▸ **Task requirements**
1/ Copy the passage from the article on Ohio's bar and restaurant safety checks, from "Gov. DeWine gives" up to and including "state’s safety rules.".
2/ In the article on Ohio's bar and restaurant safety checks, condense the paragraph beginning "CINCINNATI (FOX19) - Ohio Governor Mike DeWine announced" into one shorter sentence that keeps its main facts.
3/ Please write the next part of the article on Ohio's bar and restaurant safety checks, picking up after its final sentence.

Ohio Investigative Unit to conduct safety compliance checks in crowded bars, restaurants

Gov. DeWine gives update on state’s coronavirus response

CINCINNATI (FOX19) - Ohio Governor Mike DeWine announced he is putting together an enforcement team as part of Department of Public Safety’s Ohio Investigative Unit (OIU) that will be made up of law enforcement and health officials to conduct safety compliance checks in crowded bars and restaurants.

Ohio’s bars and restaurants were allowed to open their patios on May 15 with strict social distancing guidelines. Dine-in service is scheduled to resume on May 21.

DeWine said he will not stand for restaurants violating the state’s safety rules.

“They will issue administrative citations that could result in the revocation of liquor licenses. Further, we will work with municipal prosecutors to take potential criminal actions against these bad actors,” DeWine said.

He addressed the opening of bars and restaurants over the weekend in Ohio and acknowledged there are risks involved.

“I’ve always tried to be blunt about everything we are finding. I’ve been candid in saying that in this reopening phase, there is a significant risk. But, there are significant risks if we do not open up. It’s up to all of us to open our economy but to do this in a safe way,” DeWine said.

[Extracted data entries]
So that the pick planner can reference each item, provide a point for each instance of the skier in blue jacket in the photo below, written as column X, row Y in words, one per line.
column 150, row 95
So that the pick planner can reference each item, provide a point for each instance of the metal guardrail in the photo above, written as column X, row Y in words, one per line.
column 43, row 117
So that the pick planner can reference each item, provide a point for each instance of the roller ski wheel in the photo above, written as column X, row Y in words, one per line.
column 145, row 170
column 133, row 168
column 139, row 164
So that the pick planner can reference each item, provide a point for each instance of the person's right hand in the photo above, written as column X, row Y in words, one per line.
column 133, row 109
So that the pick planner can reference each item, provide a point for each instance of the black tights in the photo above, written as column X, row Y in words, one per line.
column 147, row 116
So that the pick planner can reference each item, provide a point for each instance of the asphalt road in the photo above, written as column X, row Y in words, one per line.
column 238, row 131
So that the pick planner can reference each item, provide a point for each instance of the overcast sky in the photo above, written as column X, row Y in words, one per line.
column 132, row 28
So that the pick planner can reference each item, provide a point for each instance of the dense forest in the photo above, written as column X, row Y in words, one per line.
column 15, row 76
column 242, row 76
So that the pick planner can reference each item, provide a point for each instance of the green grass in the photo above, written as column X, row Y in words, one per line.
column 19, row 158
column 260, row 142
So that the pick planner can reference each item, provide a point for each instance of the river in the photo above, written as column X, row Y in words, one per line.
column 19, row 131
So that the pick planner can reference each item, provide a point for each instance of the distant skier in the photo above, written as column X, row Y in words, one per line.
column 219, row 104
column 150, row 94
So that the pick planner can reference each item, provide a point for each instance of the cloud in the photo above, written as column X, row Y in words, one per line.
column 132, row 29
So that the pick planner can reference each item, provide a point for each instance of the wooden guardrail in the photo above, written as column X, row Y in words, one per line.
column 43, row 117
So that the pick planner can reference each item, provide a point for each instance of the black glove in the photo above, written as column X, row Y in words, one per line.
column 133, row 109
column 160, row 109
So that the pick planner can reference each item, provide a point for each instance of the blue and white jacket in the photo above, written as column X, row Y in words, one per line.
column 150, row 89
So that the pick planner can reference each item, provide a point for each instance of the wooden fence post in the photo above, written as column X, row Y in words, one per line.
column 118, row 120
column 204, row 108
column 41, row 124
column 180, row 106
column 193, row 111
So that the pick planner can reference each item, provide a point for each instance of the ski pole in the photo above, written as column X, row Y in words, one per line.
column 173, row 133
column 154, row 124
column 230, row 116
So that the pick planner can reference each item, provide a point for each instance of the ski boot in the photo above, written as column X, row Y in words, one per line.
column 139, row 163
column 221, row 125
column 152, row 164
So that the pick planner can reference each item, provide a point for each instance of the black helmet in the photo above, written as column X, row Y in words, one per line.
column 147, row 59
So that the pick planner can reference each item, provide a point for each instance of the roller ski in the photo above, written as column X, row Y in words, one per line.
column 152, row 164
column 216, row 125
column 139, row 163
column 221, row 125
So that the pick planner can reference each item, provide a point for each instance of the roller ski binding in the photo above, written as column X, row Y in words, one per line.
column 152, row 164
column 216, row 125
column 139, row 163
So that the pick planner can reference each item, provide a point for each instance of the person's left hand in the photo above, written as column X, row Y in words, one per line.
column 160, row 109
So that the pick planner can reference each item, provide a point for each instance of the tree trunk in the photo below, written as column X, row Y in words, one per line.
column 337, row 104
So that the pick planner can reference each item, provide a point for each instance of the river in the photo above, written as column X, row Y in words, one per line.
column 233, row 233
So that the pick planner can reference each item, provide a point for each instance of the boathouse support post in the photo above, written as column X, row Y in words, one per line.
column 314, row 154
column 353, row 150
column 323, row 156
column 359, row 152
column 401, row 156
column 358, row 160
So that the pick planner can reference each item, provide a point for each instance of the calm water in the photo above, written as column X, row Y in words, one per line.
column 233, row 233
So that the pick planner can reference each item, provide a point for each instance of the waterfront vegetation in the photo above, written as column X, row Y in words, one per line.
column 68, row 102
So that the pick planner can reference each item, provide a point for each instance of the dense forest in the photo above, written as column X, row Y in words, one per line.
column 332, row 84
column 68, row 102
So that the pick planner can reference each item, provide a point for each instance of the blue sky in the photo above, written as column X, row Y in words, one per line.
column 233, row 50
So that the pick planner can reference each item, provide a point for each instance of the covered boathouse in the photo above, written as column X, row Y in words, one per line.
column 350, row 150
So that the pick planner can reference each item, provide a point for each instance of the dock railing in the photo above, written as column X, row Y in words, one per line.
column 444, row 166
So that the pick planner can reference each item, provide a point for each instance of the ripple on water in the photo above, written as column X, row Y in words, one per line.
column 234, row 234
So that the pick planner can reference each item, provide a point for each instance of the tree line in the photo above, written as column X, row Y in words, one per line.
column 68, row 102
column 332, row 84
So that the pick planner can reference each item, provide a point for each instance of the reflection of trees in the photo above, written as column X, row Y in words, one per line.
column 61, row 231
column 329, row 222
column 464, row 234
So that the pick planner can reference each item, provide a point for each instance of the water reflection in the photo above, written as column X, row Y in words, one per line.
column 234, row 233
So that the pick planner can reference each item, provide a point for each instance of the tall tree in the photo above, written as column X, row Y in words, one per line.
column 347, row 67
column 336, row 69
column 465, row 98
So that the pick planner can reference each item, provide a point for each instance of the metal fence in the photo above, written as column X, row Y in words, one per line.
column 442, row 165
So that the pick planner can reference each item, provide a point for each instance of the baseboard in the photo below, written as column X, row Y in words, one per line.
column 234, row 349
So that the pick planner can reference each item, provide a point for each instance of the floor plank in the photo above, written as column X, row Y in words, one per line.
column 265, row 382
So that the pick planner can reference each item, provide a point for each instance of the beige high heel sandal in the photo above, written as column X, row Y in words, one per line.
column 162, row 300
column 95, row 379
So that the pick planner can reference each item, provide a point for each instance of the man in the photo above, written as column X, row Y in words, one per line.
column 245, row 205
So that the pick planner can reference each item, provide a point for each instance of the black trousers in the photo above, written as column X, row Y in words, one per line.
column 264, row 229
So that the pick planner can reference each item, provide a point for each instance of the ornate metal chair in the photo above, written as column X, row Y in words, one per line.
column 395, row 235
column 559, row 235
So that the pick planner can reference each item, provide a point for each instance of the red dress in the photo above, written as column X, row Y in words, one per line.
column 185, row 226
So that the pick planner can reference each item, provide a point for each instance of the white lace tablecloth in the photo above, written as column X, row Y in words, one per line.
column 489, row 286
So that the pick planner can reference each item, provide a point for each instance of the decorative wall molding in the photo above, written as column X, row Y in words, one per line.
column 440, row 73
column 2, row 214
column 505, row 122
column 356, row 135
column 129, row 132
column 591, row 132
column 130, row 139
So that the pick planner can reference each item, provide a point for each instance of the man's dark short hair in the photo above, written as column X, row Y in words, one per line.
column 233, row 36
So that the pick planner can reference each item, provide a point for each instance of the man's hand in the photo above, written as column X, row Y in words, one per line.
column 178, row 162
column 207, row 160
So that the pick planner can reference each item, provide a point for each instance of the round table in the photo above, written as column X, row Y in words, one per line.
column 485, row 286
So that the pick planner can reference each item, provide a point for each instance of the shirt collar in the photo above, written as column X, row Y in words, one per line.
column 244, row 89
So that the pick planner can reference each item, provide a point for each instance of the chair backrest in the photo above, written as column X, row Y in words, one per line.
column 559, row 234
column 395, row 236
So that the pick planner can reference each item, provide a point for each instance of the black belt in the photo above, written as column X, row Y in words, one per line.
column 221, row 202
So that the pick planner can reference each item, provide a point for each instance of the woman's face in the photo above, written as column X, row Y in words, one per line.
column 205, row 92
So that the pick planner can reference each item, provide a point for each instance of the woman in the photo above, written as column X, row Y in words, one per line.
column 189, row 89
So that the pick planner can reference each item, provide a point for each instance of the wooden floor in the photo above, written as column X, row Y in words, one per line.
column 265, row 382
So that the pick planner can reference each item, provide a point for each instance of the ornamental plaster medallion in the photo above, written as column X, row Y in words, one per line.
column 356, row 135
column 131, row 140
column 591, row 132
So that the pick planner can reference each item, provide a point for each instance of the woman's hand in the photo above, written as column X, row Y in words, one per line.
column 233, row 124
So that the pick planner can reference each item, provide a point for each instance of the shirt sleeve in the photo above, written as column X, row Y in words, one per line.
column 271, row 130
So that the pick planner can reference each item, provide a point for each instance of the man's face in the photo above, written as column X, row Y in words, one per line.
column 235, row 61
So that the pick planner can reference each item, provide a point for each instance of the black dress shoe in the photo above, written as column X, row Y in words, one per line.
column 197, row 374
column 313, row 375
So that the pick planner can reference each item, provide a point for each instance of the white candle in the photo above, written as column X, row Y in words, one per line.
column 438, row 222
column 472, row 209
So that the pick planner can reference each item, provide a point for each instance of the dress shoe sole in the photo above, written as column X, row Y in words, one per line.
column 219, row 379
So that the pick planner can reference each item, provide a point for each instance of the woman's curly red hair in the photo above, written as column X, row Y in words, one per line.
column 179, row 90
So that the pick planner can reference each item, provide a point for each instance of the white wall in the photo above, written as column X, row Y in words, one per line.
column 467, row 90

▸ **Task results**
1/
Gov. DeWine gives update on state’s coronavirus response

CINCINNATI (FOX19) - Ohio Governor Mike DeWine announced he is putting together an enforcement team as part of Department of Public Safety’s Ohio Investigative Unit (OIU) that will be made up of law enforcement and health officials to conduct safety compliance checks in crowded bars and restaurants.

Ohio’s bars and restaurants were allowed to open their patios on May 15 with strict social distancing guidelines. Dine-in service is scheduled to resume on May 21.

DeWine said he will not stand for restaurants violating the state’s safety rules.

2/ Ohio Governor Mike DeWine announced an enforcement team within the Department of Public Safety's Ohio Investigative Unit (OIU), made up of law enforcement and health officials, to run safety compliance checks in crowded bars and restaurants.

3/
He said the state’s economic recovery is tied directly to how successful Ohio is in preventing the spread of COVID-19.

“When we look at how restaurants/bars operate, distance is key. We got reports over the weekend that most were doing an amazing job. But, it’s clear that we have some outliers - businesses that were not doing what they should do.”

Last week, DeWine and Lt. Gov. Jon Husted announced several reopening for the state including daycares, pools and gyms.

Daycare and child care centers in Ohio can reopen on May 31.

The child care providers will be required to reduce the number of children in each classroom and intensify cleaning and handwashing practices.

Providers will wear masks, daily temperature taking will be routine and anyone with a temp of more than 100-degrees has to go home.

Only nine children will be allowed in classes. In infant rooms, only six children will be allowed.

Ohio is utilizing more than $60 million in federal CARES Act funding to provide reopening grants to all of Ohio’s child care providers.

“This includes family childcare, childcare centers, and both publicly-funded and private providers. All are eligible for this grant program,” DeWine said.

Other announced reopenings:

  • Campgrounds will open completely statewide on May 21.
  • BMV’s will open on May 26. Services that can be accomplished online should still be done online.
  • Gyms, fitness centers, and recreation centers can reopen on May 26.
  • Sports leagues, non-contact, limited-contact sports, can be reestablished May 26. Other high-contact sports are still being considered.
  • Pools can open on May 26 if they are regulated by local health departments. This does not include water parks or amusement parks.
  • Horse racing can resume on May 22. However, spectators will be prohibited.

Husted spoke about school-related sporting activities.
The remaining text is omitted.